**Set exercise**
In the records, update the lines starting at the one containing "Where can the wall" and ending at the one containing "point(619, 464)" by replacing "wall lantern" with "porch lantern" and leaving everything else unchanged. Return only those lines.

========

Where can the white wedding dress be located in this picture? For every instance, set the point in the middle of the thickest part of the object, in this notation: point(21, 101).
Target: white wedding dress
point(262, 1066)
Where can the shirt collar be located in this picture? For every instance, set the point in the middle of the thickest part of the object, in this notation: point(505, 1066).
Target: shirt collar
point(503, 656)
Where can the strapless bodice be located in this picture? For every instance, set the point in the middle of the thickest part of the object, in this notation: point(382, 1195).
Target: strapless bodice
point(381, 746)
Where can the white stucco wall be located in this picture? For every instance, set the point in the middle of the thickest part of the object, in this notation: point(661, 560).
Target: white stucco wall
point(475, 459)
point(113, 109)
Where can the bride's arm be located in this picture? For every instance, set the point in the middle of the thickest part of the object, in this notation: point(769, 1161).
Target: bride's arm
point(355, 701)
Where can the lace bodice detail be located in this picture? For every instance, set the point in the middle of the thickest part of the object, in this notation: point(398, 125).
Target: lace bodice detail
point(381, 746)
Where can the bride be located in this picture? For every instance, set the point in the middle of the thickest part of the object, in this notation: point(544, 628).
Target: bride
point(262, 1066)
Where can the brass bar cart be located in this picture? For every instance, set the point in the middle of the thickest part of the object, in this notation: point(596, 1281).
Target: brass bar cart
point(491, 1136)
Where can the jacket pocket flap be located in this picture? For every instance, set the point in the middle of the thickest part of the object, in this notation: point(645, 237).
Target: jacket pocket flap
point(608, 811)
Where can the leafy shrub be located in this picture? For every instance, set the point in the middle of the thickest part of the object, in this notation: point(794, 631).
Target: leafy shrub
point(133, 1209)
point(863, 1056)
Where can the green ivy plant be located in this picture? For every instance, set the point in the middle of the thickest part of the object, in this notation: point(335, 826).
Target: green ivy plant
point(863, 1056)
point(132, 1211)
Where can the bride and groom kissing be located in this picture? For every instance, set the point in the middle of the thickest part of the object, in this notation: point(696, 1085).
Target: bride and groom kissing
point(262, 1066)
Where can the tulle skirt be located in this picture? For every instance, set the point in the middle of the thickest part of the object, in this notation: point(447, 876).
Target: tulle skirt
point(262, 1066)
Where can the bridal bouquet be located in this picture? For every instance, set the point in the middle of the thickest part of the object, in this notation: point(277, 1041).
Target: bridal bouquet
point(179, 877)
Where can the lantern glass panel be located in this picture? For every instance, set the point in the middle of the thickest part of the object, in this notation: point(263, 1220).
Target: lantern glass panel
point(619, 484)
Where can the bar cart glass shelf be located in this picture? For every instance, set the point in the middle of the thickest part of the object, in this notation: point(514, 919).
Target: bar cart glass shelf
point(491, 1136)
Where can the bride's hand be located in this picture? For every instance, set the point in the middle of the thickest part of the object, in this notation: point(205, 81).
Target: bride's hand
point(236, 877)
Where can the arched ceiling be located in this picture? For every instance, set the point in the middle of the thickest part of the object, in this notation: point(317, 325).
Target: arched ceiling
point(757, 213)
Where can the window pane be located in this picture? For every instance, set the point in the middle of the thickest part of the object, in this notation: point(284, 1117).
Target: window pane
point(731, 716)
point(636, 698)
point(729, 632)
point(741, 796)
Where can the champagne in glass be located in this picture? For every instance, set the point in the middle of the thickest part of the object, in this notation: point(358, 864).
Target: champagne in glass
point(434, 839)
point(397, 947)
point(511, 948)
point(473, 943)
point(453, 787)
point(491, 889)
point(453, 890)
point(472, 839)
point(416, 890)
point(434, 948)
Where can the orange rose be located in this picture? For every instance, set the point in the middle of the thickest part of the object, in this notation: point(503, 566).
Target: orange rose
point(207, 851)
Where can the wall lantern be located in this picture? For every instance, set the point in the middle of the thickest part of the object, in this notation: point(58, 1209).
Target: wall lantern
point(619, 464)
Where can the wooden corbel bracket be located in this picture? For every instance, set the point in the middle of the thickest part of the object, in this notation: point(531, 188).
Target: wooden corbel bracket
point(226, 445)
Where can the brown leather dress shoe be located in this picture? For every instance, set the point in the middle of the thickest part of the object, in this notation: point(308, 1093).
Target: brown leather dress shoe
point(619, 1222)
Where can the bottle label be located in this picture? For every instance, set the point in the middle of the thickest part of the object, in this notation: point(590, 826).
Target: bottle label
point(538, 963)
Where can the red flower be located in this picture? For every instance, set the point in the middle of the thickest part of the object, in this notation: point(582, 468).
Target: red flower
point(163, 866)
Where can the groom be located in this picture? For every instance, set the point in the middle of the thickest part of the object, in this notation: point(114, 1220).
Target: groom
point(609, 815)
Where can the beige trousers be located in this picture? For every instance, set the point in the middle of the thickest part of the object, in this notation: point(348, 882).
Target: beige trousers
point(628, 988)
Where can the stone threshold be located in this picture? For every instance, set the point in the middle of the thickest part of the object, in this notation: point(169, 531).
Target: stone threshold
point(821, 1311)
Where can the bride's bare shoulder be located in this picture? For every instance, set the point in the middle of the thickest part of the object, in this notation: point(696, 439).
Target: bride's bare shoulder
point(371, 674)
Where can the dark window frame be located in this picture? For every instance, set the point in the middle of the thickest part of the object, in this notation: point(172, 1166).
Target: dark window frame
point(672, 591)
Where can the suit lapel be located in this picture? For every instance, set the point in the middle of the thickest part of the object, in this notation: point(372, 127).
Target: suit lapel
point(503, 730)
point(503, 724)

========

**Expected answer**
Where can the porch lantern be located in this picture? For every instance, set the point in the middle of the thickest part of the object, in this notation: point(58, 1209).
Target: porch lantern
point(619, 464)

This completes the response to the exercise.